YOUR OBJECTIVE:
Send back the records in full, character for character.

═════ DATA TO PROCESS

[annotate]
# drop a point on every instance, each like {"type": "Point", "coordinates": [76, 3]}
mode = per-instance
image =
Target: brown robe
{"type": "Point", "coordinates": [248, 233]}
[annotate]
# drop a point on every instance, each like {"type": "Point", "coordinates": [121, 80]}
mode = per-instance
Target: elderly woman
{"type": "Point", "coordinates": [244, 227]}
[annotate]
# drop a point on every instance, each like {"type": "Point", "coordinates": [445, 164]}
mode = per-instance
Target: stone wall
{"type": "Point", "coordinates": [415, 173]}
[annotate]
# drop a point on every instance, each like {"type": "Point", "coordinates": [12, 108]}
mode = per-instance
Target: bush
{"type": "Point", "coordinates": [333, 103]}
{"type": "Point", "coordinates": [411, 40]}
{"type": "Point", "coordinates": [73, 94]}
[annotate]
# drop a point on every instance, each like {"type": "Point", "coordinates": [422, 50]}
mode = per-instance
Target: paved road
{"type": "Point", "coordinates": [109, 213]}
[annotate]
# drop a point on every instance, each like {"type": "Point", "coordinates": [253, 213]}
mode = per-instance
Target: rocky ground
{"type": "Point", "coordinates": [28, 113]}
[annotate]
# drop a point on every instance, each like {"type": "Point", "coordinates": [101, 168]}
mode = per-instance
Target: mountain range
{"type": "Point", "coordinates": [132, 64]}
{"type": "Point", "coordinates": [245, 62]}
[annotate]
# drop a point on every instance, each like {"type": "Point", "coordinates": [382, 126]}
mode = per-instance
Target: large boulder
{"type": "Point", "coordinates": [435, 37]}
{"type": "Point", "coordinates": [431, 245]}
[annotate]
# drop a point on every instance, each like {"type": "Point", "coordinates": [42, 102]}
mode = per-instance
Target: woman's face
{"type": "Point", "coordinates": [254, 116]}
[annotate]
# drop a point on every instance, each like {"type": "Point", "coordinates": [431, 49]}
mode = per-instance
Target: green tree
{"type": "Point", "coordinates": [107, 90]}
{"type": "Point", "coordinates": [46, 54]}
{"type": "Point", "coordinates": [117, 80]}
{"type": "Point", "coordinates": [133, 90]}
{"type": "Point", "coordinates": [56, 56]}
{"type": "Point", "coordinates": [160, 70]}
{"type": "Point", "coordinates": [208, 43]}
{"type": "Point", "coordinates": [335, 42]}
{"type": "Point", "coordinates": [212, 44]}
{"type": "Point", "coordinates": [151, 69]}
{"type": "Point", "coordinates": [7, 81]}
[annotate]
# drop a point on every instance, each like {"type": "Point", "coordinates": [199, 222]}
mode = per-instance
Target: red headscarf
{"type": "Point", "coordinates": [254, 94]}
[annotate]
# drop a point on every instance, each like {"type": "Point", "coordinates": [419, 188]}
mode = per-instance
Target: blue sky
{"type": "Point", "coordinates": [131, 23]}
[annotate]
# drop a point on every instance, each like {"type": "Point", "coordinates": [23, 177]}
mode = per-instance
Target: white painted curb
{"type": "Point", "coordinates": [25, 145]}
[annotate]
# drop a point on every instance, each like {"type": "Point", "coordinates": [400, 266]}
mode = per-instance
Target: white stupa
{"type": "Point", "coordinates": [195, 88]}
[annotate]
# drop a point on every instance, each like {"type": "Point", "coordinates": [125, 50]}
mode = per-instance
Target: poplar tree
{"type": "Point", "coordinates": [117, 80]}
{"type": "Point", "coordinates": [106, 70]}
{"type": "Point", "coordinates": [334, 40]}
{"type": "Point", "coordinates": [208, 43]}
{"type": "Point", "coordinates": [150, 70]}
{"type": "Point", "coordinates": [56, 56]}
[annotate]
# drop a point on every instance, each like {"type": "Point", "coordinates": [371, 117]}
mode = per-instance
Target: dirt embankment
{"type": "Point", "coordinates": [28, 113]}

══════════

SOLUTION TO THIS PROBLEM:
[annotate]
# drop a point on every instance, each like {"type": "Point", "coordinates": [76, 3]}
mode = per-instance
image =
Target: brown robe
{"type": "Point", "coordinates": [248, 233]}
[annotate]
# drop a point on every instance, each like {"type": "Point", "coordinates": [121, 80]}
mode = per-instance
Target: elderly woman
{"type": "Point", "coordinates": [244, 227]}
[annotate]
# drop a point on every instance, each like {"type": "Point", "coordinates": [445, 164]}
mode = per-instance
Target: stone wall
{"type": "Point", "coordinates": [415, 173]}
[annotate]
# drop a point on every instance, each like {"type": "Point", "coordinates": [12, 108]}
mode = per-instance
Target: bush
{"type": "Point", "coordinates": [333, 103]}
{"type": "Point", "coordinates": [411, 40]}
{"type": "Point", "coordinates": [73, 94]}
[annotate]
# drop a point on every instance, each like {"type": "Point", "coordinates": [422, 50]}
mode = per-instance
Target: paved road
{"type": "Point", "coordinates": [109, 213]}
[annotate]
# drop a point on every instance, each like {"type": "Point", "coordinates": [253, 213]}
mode = per-instance
Target: rocky ground
{"type": "Point", "coordinates": [28, 113]}
[annotate]
# drop a point on every instance, each like {"type": "Point", "coordinates": [101, 168]}
mode = per-instance
Target: mountain range
{"type": "Point", "coordinates": [132, 64]}
{"type": "Point", "coordinates": [245, 62]}
[annotate]
# drop a point on every instance, each like {"type": "Point", "coordinates": [382, 126]}
mode = per-instance
Target: large boulder
{"type": "Point", "coordinates": [435, 37]}
{"type": "Point", "coordinates": [431, 245]}
[annotate]
# drop a point on every instance, each like {"type": "Point", "coordinates": [42, 102]}
mode = per-instance
Target: woman's face
{"type": "Point", "coordinates": [254, 116]}
[annotate]
# drop a point on every instance, each like {"type": "Point", "coordinates": [431, 49]}
mode = per-instance
Target: green tree
{"type": "Point", "coordinates": [107, 90]}
{"type": "Point", "coordinates": [46, 54]}
{"type": "Point", "coordinates": [117, 80]}
{"type": "Point", "coordinates": [133, 90]}
{"type": "Point", "coordinates": [56, 56]}
{"type": "Point", "coordinates": [160, 70]}
{"type": "Point", "coordinates": [208, 43]}
{"type": "Point", "coordinates": [335, 42]}
{"type": "Point", "coordinates": [212, 44]}
{"type": "Point", "coordinates": [151, 69]}
{"type": "Point", "coordinates": [7, 81]}
[annotate]
# drop a point on every instance, each like {"type": "Point", "coordinates": [199, 222]}
mode = per-instance
Target: red headscarf
{"type": "Point", "coordinates": [254, 94]}
[annotate]
# drop a point on every instance, each like {"type": "Point", "coordinates": [419, 188]}
mode = per-instance
Target: blue sky
{"type": "Point", "coordinates": [131, 23]}
[annotate]
# drop a point on every instance, each like {"type": "Point", "coordinates": [23, 177]}
mode = per-instance
Target: white painted curb
{"type": "Point", "coordinates": [25, 145]}
[annotate]
# drop a point on every instance, each like {"type": "Point", "coordinates": [400, 266]}
mode = per-instance
Target: white stupa
{"type": "Point", "coordinates": [195, 88]}
[annotate]
# drop a point on every instance, each like {"type": "Point", "coordinates": [125, 50]}
mode = per-instance
Target: poplar tree
{"type": "Point", "coordinates": [117, 80]}
{"type": "Point", "coordinates": [106, 70]}
{"type": "Point", "coordinates": [334, 40]}
{"type": "Point", "coordinates": [208, 43]}
{"type": "Point", "coordinates": [150, 70]}
{"type": "Point", "coordinates": [56, 56]}
[annotate]
# drop a point on every instance, each like {"type": "Point", "coordinates": [371, 117]}
mode = per-instance
Target: dirt embankment
{"type": "Point", "coordinates": [28, 113]}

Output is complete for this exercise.